(WORK REQUIRED)
Please count the lines in the items below that contain the word "with", treating uppercase and lowercase as different, and give only the number.

# Start of RECORDS FOR PROCESSING

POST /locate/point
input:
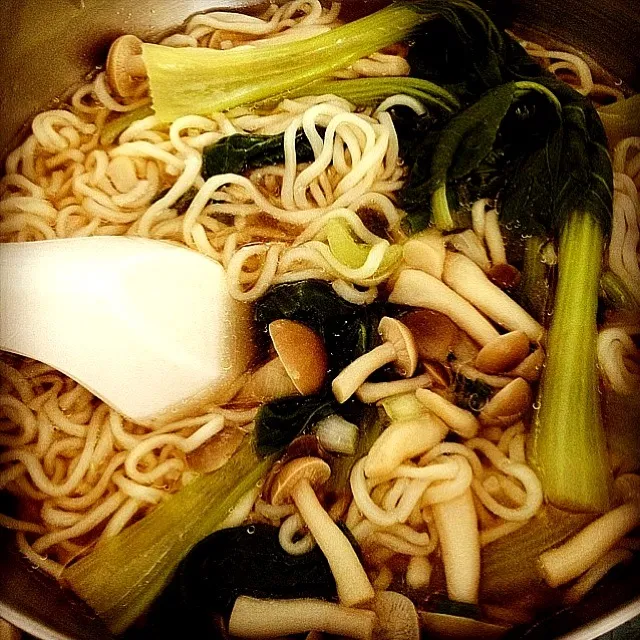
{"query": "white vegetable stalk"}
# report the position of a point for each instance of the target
(457, 527)
(418, 289)
(469, 281)
(426, 251)
(253, 618)
(463, 422)
(337, 434)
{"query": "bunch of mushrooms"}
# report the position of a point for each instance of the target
(397, 347)
(296, 482)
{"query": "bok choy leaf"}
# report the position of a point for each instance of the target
(122, 576)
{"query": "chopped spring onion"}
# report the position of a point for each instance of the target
(337, 434)
(122, 576)
(189, 80)
(403, 406)
(354, 254)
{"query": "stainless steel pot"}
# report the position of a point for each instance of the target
(49, 46)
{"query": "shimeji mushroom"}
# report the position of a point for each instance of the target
(125, 67)
(508, 405)
(457, 526)
(299, 367)
(425, 251)
(463, 422)
(467, 279)
(402, 440)
(566, 562)
(370, 392)
(398, 347)
(254, 618)
(435, 334)
(504, 353)
(397, 617)
(418, 289)
(296, 481)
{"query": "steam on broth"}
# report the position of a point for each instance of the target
(390, 449)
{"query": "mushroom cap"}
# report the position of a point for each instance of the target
(397, 334)
(302, 354)
(434, 334)
(119, 74)
(504, 353)
(508, 405)
(314, 470)
(397, 617)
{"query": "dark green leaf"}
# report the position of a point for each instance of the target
(238, 153)
(470, 136)
(280, 421)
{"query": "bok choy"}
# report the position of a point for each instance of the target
(538, 147)
(189, 80)
(123, 575)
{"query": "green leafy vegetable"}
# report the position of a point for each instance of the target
(246, 560)
(238, 153)
(372, 91)
(280, 421)
(548, 145)
(534, 291)
(621, 119)
(190, 80)
(348, 330)
(123, 575)
(568, 445)
(371, 426)
(249, 560)
(182, 203)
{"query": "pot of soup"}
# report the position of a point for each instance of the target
(427, 216)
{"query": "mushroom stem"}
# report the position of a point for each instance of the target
(457, 526)
(463, 422)
(253, 618)
(351, 579)
(371, 392)
(135, 67)
(270, 382)
(346, 383)
(579, 553)
(418, 289)
(467, 279)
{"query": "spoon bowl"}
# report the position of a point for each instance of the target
(147, 326)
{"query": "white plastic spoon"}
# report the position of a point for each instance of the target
(147, 326)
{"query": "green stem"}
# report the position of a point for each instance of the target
(123, 575)
(568, 445)
(441, 213)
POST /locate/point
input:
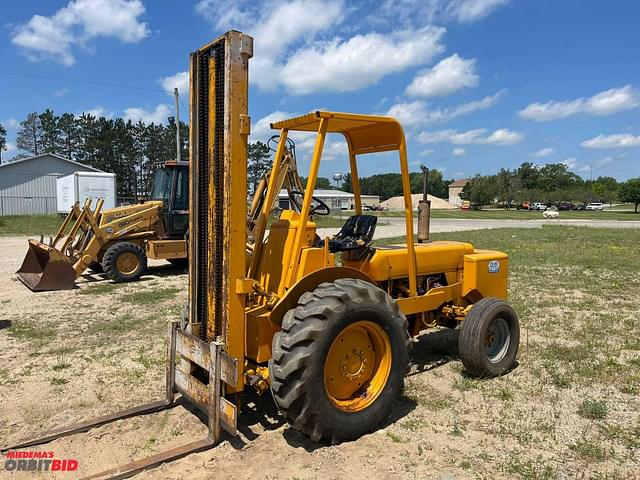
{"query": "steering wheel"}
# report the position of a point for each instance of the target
(321, 208)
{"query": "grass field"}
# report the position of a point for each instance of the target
(570, 408)
(30, 225)
(522, 214)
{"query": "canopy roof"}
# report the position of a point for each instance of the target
(364, 133)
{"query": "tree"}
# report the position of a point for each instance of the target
(259, 162)
(3, 141)
(68, 135)
(29, 136)
(435, 185)
(50, 140)
(480, 190)
(630, 192)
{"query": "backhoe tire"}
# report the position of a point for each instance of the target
(96, 267)
(124, 262)
(181, 263)
(340, 359)
(489, 338)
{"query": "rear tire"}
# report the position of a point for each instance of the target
(340, 359)
(489, 338)
(124, 262)
(181, 263)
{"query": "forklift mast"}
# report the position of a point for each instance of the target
(219, 127)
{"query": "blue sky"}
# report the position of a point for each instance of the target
(477, 84)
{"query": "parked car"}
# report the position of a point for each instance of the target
(566, 206)
(595, 206)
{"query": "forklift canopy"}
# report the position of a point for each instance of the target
(364, 133)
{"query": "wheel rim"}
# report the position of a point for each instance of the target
(357, 366)
(127, 263)
(497, 340)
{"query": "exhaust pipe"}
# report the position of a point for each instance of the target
(424, 209)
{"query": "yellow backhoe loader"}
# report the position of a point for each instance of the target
(325, 324)
(117, 241)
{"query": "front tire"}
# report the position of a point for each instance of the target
(339, 361)
(489, 338)
(124, 262)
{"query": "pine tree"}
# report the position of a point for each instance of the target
(50, 133)
(68, 139)
(3, 141)
(29, 136)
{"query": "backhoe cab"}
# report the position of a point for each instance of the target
(117, 241)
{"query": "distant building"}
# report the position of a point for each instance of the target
(28, 185)
(454, 191)
(335, 199)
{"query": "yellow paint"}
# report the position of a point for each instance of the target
(432, 258)
(480, 275)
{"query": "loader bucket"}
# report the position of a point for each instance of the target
(45, 268)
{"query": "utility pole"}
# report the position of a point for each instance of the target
(178, 149)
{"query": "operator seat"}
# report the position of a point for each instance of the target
(356, 233)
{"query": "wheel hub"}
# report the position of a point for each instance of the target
(497, 339)
(357, 365)
(127, 263)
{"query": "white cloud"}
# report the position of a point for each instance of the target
(410, 113)
(468, 11)
(570, 162)
(618, 140)
(459, 152)
(10, 148)
(157, 116)
(603, 161)
(416, 112)
(97, 112)
(544, 152)
(61, 92)
(607, 102)
(360, 61)
(10, 123)
(298, 56)
(446, 77)
(76, 24)
(179, 80)
(502, 136)
(439, 11)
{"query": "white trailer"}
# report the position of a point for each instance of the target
(79, 186)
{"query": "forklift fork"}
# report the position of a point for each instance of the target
(209, 398)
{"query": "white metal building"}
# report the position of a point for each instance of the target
(335, 199)
(28, 186)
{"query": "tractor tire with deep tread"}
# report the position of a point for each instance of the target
(489, 338)
(301, 351)
(124, 262)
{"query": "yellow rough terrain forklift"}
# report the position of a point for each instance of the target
(117, 241)
(324, 323)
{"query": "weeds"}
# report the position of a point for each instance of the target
(593, 409)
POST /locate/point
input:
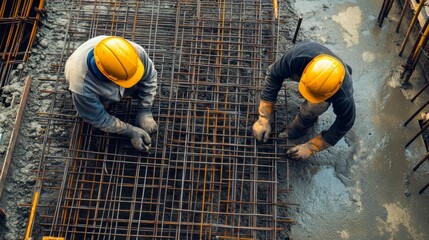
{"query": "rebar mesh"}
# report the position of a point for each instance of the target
(206, 177)
(19, 20)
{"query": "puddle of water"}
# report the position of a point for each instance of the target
(350, 20)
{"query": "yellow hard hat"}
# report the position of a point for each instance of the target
(322, 78)
(117, 59)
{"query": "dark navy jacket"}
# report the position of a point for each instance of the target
(292, 64)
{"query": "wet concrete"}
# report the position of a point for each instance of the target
(363, 187)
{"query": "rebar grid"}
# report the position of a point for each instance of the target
(19, 21)
(206, 177)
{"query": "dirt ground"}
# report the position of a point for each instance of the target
(362, 188)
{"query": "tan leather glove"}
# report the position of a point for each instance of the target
(304, 151)
(262, 127)
(147, 123)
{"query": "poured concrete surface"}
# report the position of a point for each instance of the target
(363, 187)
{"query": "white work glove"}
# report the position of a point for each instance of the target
(138, 137)
(147, 123)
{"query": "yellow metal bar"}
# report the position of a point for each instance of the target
(276, 9)
(33, 212)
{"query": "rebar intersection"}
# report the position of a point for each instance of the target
(206, 177)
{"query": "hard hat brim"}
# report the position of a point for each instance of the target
(132, 80)
(304, 92)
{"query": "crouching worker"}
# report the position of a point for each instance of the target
(104, 69)
(324, 79)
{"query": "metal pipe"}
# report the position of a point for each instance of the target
(402, 15)
(295, 35)
(32, 215)
(416, 14)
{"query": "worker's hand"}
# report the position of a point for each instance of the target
(147, 123)
(262, 129)
(139, 138)
(304, 151)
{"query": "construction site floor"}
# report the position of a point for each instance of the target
(363, 187)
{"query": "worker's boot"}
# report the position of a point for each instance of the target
(297, 127)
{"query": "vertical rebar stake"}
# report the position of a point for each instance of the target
(297, 29)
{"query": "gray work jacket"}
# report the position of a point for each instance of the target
(90, 93)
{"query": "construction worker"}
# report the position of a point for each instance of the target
(324, 79)
(103, 70)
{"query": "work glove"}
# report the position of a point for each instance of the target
(139, 138)
(147, 123)
(262, 128)
(304, 151)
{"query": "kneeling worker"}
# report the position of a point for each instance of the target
(104, 69)
(324, 79)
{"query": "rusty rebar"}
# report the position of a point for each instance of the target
(206, 177)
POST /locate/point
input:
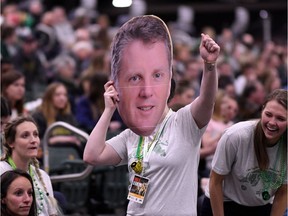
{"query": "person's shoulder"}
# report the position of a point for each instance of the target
(243, 126)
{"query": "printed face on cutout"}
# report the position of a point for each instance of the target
(143, 86)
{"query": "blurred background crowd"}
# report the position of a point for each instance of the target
(55, 58)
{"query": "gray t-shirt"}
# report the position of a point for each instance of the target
(172, 166)
(235, 157)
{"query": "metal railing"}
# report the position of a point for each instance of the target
(65, 177)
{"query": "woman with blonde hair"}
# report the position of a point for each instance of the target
(13, 90)
(20, 152)
(55, 106)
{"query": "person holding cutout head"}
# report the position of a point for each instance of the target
(160, 146)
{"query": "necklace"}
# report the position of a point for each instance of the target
(38, 192)
(271, 180)
(137, 165)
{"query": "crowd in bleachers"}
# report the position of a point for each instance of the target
(54, 66)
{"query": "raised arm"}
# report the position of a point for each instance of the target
(96, 151)
(202, 106)
(216, 193)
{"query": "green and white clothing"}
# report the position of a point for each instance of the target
(235, 157)
(172, 166)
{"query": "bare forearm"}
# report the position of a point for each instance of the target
(216, 194)
(280, 202)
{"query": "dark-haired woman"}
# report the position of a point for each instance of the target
(17, 194)
(249, 168)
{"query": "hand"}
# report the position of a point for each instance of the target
(111, 95)
(209, 49)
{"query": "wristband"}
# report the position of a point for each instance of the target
(210, 66)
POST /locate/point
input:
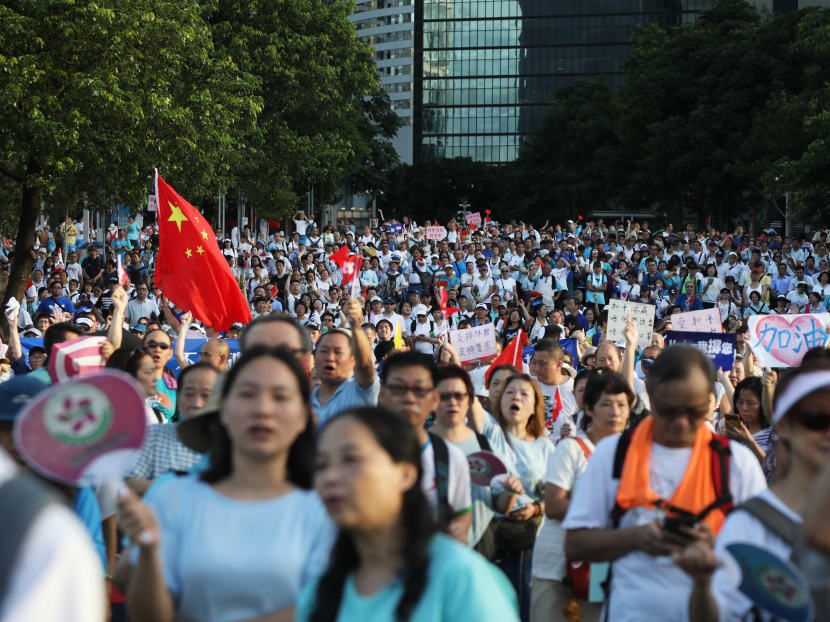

# End of RECORDS FOR PROCESSING

(EXERCISE ANSWER)
2